**WHAT THIS TASK INVOLVES**
Write out everything from the line containing "target: curly hair" down to the end of the records, substituting "surfboard" for "paddleboard" and keeping all else unchanged. Leave the pictures out of your answer.

**RECORDS FOR THE EXERCISE**
------------------------

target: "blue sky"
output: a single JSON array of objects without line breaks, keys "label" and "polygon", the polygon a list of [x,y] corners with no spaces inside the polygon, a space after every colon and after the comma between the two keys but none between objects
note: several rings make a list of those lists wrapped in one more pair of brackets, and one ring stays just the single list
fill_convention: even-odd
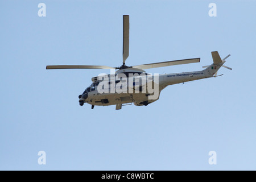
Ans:
[{"label": "blue sky", "polygon": [[[38,5],[46,5],[46,17]],[[210,17],[210,3],[217,16]],[[0,1],[0,169],[255,170],[256,1]],[[148,69],[202,70],[210,52],[231,56],[224,76],[169,86],[147,106],[81,107],[78,96],[108,70],[201,57]],[[38,152],[46,152],[46,165]],[[217,164],[208,163],[210,151]]]}]

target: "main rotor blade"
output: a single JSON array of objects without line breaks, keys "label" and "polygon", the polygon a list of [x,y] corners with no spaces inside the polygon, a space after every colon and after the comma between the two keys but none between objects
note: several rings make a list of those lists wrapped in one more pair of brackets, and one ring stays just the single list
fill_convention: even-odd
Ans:
[{"label": "main rotor blade", "polygon": [[123,15],[123,64],[129,56],[129,15]]},{"label": "main rotor blade", "polygon": [[230,69],[230,70],[232,70],[232,68],[229,68],[229,67],[226,67],[226,66],[225,66],[225,65],[222,65],[222,67],[224,67],[224,68],[228,68],[228,69]]},{"label": "main rotor blade", "polygon": [[133,66],[132,67],[133,68],[139,68],[139,69],[150,69],[150,68],[159,68],[159,67],[172,66],[174,65],[178,65],[178,64],[199,63],[200,61],[200,58],[194,58],[194,59],[181,59],[181,60],[175,60],[175,61],[165,61],[165,62],[159,62],[159,63],[151,63],[151,64],[141,64],[141,65],[138,65],[136,66]]},{"label": "main rotor blade", "polygon": [[115,69],[115,68],[108,66],[80,65],[56,65],[46,66],[46,69]]}]

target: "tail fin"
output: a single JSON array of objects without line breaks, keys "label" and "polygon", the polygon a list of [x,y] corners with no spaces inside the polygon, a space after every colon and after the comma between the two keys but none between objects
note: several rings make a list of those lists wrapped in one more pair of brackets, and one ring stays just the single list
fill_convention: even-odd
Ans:
[{"label": "tail fin", "polygon": [[230,56],[230,55],[228,55],[227,56],[226,56],[223,60],[222,60],[220,58],[220,55],[218,54],[218,51],[213,51],[212,52],[212,59],[213,60],[213,64],[212,64],[209,66],[204,66],[203,67],[203,68],[207,68],[205,69],[204,70],[207,74],[208,74],[209,76],[214,76],[216,77],[217,76],[217,73],[218,72],[218,70],[221,67],[223,67],[224,68],[229,69],[230,70],[232,69],[232,68],[224,66],[223,64],[226,62],[225,60],[226,59],[229,57]]},{"label": "tail fin", "polygon": [[212,59],[213,60],[214,64],[219,64],[222,63],[221,58],[220,58],[220,55],[218,51],[212,52]]}]

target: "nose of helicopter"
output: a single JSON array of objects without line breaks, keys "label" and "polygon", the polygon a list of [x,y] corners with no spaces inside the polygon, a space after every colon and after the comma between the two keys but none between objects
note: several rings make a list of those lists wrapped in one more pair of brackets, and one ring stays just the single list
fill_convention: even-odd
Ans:
[{"label": "nose of helicopter", "polygon": [[85,100],[88,97],[88,93],[85,93],[85,94],[83,94],[82,95],[79,95],[79,105],[80,106],[84,105],[84,100]]}]

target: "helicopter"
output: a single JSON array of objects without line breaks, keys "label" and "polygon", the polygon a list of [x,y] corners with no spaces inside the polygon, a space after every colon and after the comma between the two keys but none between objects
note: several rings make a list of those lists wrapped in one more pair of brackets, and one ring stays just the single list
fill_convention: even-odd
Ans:
[{"label": "helicopter", "polygon": [[[94,106],[115,105],[115,109],[131,105],[147,106],[159,98],[161,91],[168,85],[191,81],[216,77],[221,67],[232,70],[224,65],[228,55],[221,59],[218,51],[212,52],[213,63],[203,67],[200,71],[168,74],[150,74],[144,69],[175,65],[199,63],[200,58],[158,62],[134,66],[127,66],[125,61],[129,55],[129,15],[123,15],[123,62],[120,67],[105,65],[47,65],[47,69],[107,69],[110,74],[99,75],[92,78],[92,84],[79,96],[79,104]],[[117,70],[115,71],[115,70]]]}]

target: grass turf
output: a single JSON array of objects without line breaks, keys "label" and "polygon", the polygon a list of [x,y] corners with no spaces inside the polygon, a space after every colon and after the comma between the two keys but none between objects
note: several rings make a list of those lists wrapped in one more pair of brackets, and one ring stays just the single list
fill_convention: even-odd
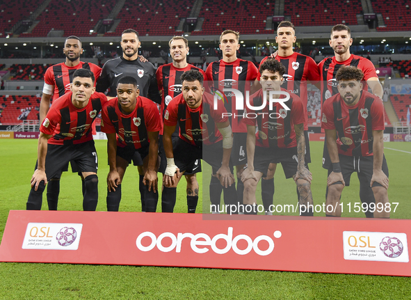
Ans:
[{"label": "grass turf", "polygon": [[[3,139],[0,143],[0,237],[10,210],[24,210],[36,157],[36,140]],[[326,173],[321,167],[322,143],[312,142],[314,203],[324,201]],[[385,148],[411,152],[411,143],[386,143]],[[106,142],[96,141],[100,184],[97,210],[105,210]],[[411,153],[386,149],[390,171],[390,201],[398,202],[392,217],[411,218],[408,173]],[[204,173],[207,166],[203,166]],[[207,175],[206,175],[207,177]],[[205,182],[209,178],[204,177]],[[183,180],[184,181],[184,180]],[[202,190],[200,184],[200,191]],[[121,211],[140,211],[138,175],[130,167],[123,182]],[[177,189],[175,212],[185,212],[185,184]],[[280,167],[275,175],[275,203],[296,201],[295,184],[286,180]],[[343,192],[344,203],[359,203],[358,180]],[[206,191],[204,191],[206,192]],[[207,193],[204,193],[207,194]],[[59,210],[81,210],[80,179],[65,173]],[[207,208],[207,201],[204,207]],[[44,201],[43,209],[47,209]],[[344,208],[346,206],[344,206]],[[352,206],[353,207],[353,206]],[[198,212],[202,211],[199,203]],[[206,211],[206,210],[204,210]],[[316,213],[315,215],[323,216]],[[343,216],[364,217],[362,212]],[[410,278],[247,270],[204,269],[130,266],[0,263],[0,299],[409,299]]]}]

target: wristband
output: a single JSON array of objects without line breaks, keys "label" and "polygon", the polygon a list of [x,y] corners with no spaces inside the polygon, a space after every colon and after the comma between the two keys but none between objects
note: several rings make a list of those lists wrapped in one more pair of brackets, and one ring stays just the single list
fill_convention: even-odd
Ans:
[{"label": "wristband", "polygon": [[332,172],[341,173],[341,166],[339,165],[339,161],[332,163]]}]

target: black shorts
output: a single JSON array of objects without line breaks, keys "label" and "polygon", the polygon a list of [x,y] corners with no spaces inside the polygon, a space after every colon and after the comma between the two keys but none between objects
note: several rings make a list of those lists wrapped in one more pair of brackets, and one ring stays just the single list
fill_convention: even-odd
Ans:
[{"label": "black shorts", "polygon": [[[174,148],[177,145],[178,140],[180,139],[178,136],[172,135],[171,136],[171,141],[172,143],[172,148],[173,148],[173,152]],[[163,145],[163,135],[161,134],[159,136],[159,151],[160,152],[160,167],[159,168],[159,172],[162,173],[164,174],[166,172],[166,168],[167,168],[167,158],[166,157],[166,152],[164,152],[164,146]],[[193,165],[190,166],[187,168],[187,171],[184,175],[193,175],[197,173],[201,172],[201,159],[195,159],[195,161],[193,162]]]},{"label": "black shorts", "polygon": [[134,147],[125,146],[118,147],[117,146],[117,156],[127,160],[129,164],[131,163],[131,160],[134,162],[134,157],[136,154],[138,155],[138,158],[141,159],[141,164],[134,166],[143,166],[143,159],[148,155],[148,149],[150,145],[141,148],[140,149],[136,149]]},{"label": "black shorts", "polygon": [[[373,166],[374,162],[373,156],[354,157],[352,156],[338,155],[339,158],[339,165],[342,173],[343,178],[346,183],[346,187],[350,185],[351,174],[357,172],[360,184],[364,187],[369,187],[373,177]],[[382,156],[382,172],[388,177],[388,165],[385,160],[385,155]],[[332,172],[332,166],[328,169],[328,175]],[[374,182],[373,187],[382,187],[378,182]]]},{"label": "black shorts", "polygon": [[277,148],[255,146],[254,152],[254,170],[267,175],[270,164],[281,163],[286,178],[292,177],[296,173],[298,166],[297,147],[291,148]]},{"label": "black shorts", "polygon": [[[59,178],[70,161],[76,163],[77,172],[97,172],[97,153],[94,141],[75,145],[47,145],[46,175],[47,180]],[[37,164],[36,164],[37,168]]]},{"label": "black shorts", "polygon": [[[203,145],[202,146],[202,159],[211,166],[213,174],[216,174],[221,167],[223,151],[223,141],[220,141],[212,145]],[[229,163],[229,166],[232,173],[234,168],[231,161]]]},{"label": "black shorts", "polygon": [[180,172],[192,172],[195,160],[202,158],[202,148],[196,147],[183,141],[180,138],[175,145],[173,145],[172,153],[174,163],[180,169]]},{"label": "black shorts", "polygon": [[247,132],[234,132],[230,161],[233,166],[247,164]]}]

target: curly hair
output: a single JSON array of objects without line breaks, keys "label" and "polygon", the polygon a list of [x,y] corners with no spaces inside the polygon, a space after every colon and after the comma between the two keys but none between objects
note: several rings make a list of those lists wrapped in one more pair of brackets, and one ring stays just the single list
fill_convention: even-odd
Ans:
[{"label": "curly hair", "polygon": [[339,69],[335,75],[337,81],[355,80],[360,81],[364,78],[364,73],[360,69],[352,65],[344,66]]}]

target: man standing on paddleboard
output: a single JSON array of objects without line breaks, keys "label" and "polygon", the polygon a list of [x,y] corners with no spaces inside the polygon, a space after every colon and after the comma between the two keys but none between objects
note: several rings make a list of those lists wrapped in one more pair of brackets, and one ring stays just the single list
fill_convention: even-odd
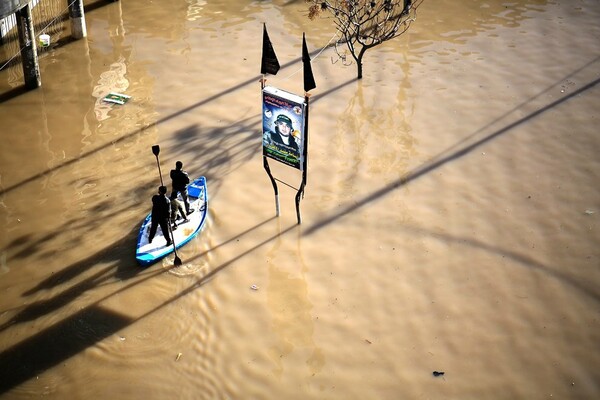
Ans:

------------------------

**RESULT**
target: curly hair
output: a single JSON array of objects without line breaks, keys "label" and "polygon", the polygon a list of [x,y] corners with no spaces inside the polygon, a space after every colon and after the comma between the two keys but none between objects
note: several rings make a list of those lists wrapped in one more pair of brackets, and one ring stays just the single list
fill_convention: even-odd
Ans:
[{"label": "curly hair", "polygon": [[339,69],[335,75],[337,81],[355,80],[360,81],[364,78],[364,73],[360,69],[352,65],[344,66]]}]

target: man standing on surfboard
output: a single JSON array of objects without line breaks, keys "label" and "polygon", the polygon a list of [x,y] corners with no spaces inside the polygon, a space after every colon and after the comma between the two keys but none between objects
note: several rings make a list of those lists wrapped in one more pair of brackets, and one ring stays just the single list
fill_convention: even-odd
Ans:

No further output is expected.